#### [Available records]

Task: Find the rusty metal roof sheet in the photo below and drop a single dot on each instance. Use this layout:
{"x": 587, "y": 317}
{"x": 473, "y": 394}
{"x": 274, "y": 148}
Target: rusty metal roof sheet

--

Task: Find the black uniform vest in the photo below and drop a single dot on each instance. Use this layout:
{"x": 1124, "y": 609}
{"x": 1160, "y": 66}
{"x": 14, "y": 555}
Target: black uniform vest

--

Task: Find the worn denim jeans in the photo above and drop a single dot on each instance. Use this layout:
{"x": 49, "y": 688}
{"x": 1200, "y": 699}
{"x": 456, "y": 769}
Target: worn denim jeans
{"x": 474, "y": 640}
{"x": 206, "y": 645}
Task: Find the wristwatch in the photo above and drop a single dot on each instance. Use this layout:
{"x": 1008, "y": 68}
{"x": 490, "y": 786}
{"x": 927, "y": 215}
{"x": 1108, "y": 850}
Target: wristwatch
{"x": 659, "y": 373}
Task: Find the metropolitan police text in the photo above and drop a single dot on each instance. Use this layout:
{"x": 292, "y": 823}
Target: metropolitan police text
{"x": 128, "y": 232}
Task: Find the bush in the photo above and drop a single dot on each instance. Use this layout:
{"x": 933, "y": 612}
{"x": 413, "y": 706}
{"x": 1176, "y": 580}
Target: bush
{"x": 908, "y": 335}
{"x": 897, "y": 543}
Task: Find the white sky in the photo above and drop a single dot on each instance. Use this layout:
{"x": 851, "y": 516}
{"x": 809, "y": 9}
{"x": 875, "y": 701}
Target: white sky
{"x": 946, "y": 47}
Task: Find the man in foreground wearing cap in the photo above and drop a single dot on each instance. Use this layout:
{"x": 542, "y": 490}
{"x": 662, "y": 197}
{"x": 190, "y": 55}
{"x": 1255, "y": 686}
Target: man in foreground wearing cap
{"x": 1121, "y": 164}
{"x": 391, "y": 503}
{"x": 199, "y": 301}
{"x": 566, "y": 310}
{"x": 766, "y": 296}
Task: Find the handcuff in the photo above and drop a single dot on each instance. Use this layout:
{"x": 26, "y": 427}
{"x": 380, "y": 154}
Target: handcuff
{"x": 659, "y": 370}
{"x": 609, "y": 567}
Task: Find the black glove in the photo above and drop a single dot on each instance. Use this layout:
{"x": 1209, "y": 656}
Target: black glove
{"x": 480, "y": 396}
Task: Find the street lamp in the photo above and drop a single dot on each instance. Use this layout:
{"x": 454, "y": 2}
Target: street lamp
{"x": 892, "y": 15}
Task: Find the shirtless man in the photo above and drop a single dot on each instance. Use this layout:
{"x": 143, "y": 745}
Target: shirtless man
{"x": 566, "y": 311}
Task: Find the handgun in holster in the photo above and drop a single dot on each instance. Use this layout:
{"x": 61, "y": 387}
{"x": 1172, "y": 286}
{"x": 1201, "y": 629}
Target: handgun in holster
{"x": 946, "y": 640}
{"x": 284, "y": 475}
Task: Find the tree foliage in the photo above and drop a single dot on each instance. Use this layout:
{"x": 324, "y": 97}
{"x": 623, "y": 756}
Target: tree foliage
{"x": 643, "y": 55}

#### [Task description]
Count the lines in the items above that contain the string "shirtless", and reply with the number alone.

#### [Output]
2